This money generated by the American drug laws has two effects on the demand for guns in Mexico. The most important is that control of that money is what the cartels are fighting over and what allows them to fend off the Mexican government. The second is that the money is necessary for the purchase of the guns themselves.

While Mexican society has always had a machismo strain of violence dating back to at least the time of the Spanish conquest, the current cartel wars have multiplied that violence into a different phenomenon. The best comparison, although on a smaller scale, is the way civil unrest exploded in Colombia with the growth of the cocaine market in the 1980s. Mexico’s violence is similar to – but much larger than – the gang violence that erupted in Chicago when millions of illegal alcohol dollars flooded the city. Greedy, ruthless men fought and killed to get their share of the loot. Without the money, violence in Mexico would quickly fade to the much lower historical levels, just as it did in Chicago with the repeal of prohibition.

# # # # # # #

▶ _Parts of the exercise_:
A: Name every country or city that the passage on drug money and cartel violence in Mexico mentions by name.
B: Continue the passage on drug money and cartel violence in Mexico, starting after its last sentence.

# # # # # # #

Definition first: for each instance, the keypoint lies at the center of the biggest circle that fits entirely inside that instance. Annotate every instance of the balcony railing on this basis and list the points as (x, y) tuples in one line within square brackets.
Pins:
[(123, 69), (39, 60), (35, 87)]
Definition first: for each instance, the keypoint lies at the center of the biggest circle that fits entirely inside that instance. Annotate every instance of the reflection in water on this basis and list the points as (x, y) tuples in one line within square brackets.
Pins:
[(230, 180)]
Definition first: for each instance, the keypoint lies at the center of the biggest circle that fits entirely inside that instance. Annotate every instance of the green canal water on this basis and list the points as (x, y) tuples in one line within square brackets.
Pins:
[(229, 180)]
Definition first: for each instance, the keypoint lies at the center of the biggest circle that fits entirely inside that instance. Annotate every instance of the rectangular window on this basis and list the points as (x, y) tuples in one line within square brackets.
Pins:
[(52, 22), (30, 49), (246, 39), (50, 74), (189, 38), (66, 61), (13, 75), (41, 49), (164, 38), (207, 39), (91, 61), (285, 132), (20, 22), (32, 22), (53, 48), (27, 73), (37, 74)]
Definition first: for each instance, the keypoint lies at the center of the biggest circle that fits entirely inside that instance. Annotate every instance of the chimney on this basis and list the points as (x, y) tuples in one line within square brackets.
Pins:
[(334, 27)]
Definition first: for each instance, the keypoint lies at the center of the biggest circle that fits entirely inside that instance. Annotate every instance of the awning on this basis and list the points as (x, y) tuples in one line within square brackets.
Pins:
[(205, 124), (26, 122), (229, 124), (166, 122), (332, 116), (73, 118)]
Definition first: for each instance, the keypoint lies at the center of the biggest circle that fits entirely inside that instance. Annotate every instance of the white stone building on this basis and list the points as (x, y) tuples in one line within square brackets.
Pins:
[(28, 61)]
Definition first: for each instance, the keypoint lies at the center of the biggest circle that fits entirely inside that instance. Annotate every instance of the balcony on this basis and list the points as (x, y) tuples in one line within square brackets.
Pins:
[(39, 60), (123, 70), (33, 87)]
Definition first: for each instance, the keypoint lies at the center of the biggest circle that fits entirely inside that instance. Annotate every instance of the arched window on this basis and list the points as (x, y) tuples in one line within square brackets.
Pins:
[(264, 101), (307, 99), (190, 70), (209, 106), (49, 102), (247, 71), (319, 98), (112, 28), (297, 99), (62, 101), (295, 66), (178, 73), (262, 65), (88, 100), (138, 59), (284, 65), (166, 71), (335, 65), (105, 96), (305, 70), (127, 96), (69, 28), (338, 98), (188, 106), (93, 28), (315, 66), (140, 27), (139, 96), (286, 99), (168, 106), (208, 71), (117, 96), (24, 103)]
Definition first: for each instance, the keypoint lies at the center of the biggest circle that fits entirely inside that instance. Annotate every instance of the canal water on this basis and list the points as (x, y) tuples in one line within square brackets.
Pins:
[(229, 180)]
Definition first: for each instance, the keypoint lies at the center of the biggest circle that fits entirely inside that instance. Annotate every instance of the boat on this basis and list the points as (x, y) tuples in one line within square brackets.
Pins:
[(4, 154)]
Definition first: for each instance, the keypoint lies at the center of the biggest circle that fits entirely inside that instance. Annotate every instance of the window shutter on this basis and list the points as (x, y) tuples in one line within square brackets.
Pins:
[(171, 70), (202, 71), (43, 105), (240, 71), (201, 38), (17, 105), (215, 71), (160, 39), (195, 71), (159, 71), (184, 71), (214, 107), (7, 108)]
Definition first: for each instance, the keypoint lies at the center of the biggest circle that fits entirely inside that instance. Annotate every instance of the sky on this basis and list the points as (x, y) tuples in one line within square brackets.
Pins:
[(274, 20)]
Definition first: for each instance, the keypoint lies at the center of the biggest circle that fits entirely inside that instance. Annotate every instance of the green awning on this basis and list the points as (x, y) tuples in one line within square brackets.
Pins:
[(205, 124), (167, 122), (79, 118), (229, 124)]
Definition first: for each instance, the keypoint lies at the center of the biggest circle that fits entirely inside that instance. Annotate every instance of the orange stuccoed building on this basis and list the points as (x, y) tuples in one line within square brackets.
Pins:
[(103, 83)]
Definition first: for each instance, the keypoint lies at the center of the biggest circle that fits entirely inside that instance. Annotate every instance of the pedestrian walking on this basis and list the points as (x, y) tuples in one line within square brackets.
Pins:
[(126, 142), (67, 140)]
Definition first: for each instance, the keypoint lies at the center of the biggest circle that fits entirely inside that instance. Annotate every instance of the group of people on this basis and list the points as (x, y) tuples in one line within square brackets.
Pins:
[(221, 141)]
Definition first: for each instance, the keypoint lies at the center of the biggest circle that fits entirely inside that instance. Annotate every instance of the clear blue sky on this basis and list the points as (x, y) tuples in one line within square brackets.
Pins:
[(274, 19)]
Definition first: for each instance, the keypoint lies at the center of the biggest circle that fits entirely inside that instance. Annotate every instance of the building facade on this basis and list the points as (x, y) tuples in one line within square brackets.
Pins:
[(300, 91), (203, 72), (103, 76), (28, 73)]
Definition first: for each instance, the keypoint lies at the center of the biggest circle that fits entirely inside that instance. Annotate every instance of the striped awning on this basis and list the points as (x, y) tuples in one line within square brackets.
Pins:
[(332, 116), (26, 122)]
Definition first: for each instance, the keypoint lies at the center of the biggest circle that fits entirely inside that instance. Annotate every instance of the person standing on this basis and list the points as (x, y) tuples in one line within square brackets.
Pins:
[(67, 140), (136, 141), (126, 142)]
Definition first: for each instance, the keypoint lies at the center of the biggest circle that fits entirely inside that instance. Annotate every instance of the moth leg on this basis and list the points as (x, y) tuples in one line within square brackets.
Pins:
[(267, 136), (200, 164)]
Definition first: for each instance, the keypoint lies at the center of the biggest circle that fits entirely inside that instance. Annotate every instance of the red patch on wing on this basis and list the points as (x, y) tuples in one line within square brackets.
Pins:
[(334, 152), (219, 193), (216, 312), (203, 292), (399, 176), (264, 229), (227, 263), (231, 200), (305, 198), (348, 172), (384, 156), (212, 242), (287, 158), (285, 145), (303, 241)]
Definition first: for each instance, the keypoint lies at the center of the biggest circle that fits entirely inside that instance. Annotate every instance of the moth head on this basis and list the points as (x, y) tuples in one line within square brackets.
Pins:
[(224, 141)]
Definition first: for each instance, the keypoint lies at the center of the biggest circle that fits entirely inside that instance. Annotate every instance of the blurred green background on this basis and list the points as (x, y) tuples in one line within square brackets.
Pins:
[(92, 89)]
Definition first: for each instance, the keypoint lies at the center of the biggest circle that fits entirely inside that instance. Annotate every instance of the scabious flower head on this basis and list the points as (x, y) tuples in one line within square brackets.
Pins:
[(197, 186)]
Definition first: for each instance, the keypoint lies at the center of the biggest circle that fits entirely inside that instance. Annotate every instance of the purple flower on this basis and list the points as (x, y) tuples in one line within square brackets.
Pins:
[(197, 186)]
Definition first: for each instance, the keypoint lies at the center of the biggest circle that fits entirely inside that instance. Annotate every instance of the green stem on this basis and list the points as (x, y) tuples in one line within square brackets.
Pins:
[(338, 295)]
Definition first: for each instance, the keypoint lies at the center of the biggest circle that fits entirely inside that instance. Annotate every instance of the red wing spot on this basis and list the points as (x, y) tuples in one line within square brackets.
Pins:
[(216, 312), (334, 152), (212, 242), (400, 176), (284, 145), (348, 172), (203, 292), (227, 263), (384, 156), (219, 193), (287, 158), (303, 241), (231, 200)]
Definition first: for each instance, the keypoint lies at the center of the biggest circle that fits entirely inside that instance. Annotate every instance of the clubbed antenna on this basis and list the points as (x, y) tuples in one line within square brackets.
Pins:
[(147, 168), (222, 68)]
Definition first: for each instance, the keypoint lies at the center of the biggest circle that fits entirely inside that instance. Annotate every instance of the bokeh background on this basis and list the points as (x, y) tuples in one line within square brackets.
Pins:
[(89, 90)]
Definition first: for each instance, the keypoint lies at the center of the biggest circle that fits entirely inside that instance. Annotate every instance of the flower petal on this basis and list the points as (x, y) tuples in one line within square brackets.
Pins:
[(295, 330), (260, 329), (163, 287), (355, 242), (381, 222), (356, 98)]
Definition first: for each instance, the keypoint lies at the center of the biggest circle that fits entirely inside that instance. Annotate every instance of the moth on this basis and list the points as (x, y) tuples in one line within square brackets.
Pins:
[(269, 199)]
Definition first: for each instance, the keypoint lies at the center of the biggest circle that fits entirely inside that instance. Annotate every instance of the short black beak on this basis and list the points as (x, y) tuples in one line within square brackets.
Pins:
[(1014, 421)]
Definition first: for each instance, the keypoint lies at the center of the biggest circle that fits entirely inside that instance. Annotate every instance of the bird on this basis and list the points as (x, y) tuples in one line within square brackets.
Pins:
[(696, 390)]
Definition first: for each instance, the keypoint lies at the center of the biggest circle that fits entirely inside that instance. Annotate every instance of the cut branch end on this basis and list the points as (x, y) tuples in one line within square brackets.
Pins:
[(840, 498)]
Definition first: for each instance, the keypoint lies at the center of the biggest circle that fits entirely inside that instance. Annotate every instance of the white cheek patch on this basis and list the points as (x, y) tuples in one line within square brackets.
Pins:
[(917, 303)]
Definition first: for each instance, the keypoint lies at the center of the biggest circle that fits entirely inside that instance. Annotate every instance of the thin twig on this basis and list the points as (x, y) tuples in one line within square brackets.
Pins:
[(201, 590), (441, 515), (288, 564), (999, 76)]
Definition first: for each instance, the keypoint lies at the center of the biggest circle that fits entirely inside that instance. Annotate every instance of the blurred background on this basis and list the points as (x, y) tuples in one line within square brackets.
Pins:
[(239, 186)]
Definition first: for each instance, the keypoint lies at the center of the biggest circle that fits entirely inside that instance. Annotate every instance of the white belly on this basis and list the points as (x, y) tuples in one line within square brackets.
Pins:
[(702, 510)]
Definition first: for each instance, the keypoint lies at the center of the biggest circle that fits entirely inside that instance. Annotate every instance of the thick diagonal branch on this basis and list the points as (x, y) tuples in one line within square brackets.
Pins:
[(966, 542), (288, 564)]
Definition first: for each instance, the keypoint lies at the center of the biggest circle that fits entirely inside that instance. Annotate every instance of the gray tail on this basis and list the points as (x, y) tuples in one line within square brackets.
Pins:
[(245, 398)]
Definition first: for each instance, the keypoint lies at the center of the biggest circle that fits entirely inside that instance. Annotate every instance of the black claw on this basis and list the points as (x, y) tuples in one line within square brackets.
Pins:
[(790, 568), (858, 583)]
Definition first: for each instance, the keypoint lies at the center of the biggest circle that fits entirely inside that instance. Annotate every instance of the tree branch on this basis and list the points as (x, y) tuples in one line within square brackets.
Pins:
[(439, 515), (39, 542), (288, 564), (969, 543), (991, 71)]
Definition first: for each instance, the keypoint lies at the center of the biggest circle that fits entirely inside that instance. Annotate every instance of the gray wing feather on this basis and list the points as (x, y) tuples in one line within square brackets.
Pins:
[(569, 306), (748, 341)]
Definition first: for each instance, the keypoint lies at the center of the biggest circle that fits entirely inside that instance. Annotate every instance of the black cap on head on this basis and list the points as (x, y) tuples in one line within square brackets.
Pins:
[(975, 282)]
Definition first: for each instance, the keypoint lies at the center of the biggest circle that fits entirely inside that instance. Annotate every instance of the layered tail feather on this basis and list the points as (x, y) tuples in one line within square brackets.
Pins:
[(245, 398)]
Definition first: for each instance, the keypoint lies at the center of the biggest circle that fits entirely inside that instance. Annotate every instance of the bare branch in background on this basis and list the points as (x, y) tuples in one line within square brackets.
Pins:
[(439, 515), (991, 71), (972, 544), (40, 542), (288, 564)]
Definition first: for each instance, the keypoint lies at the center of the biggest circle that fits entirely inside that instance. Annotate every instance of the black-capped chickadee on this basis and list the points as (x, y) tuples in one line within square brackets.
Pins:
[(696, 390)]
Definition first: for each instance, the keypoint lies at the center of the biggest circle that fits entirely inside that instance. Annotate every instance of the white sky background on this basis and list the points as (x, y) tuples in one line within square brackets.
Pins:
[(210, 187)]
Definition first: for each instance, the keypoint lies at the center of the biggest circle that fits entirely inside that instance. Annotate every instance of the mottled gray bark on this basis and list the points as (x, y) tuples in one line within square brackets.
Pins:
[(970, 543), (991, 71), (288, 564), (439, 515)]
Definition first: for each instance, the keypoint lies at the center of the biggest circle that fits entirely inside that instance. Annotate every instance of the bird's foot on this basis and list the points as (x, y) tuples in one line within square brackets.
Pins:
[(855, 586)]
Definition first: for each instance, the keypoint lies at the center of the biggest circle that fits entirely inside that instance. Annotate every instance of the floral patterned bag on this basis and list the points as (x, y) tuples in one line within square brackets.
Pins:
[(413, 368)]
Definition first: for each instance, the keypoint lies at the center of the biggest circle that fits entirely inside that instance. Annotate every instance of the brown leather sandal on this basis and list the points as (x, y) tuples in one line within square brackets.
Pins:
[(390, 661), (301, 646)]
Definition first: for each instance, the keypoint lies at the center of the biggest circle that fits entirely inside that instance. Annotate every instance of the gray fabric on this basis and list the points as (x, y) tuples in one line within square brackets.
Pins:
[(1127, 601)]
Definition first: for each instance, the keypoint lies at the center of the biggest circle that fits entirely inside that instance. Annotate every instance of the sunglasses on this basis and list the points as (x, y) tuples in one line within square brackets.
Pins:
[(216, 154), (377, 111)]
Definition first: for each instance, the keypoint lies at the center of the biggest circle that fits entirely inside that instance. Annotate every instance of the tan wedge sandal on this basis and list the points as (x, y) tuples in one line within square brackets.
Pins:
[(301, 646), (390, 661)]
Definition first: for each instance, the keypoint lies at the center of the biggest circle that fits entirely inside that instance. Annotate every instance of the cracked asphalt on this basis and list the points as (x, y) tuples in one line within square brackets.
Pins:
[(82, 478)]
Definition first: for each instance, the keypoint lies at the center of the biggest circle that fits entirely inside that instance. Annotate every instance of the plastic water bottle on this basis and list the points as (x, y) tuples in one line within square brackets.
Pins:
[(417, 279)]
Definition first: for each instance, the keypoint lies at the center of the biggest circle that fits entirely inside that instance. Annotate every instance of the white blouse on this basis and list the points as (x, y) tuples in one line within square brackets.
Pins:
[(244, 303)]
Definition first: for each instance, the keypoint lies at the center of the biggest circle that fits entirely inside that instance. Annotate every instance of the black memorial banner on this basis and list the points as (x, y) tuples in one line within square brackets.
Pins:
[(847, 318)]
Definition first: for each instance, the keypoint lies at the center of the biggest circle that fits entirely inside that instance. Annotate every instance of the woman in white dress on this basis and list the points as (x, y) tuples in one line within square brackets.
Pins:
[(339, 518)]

# # # # # # #

▶ _Set of answers_:
A: Mexico, Colombia, Chicago

B:
If large amounts of money were removed from the equation, the demand for guns would decrease for a second reason: guns cost money. And the military-grade arms now in demand cost a lot of money. A single rifle like a Kalashnikov can cost up to a thousand dollars. Machine guns and rocket launchers go for much more. Without the illegal drug money, the cartels would be limited to guns more typical of a street criminal than the Pentagon quality arms they now use.

However, this proposal rests on two other questions: can the United States afford to purge its laws of drug prohibition and how much would those changes affect the Mexican cartels?

The U. S. not only can, but should, change its drug laws from ones based on prohibition to a new approach based on regulating and lowering demand. Almost no one doubts that the current prohibition approach – now ninety-five years old – has been an abject failure. More people are addicted to opiates today than were addicted in 1914; and marijuana, used by fewer than 100,000 people in 1937 when it was outlawed, has been used by over 40% of today’s adults. The latest FBI data shows over 1.6 million drug arrests in 2009, but anyone in America can easily buy any drug in any community in the country. The War on Drugs has cost over $1 trillion, and the only results are increased drug use, the highest imprisonment rate in the world, and high levels of violence and corruption. When one finds himself in the bottom of a deep hole, he should stop digging and look for a way out.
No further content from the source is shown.